== The task ==
State how many lines in the entries below contain the word "such". Give only the number.

== Information supplied ==
• • • •
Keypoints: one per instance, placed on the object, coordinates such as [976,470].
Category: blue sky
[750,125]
• • • •
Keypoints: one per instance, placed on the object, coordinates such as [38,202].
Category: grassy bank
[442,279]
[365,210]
• • • •
== Response to this task ==
2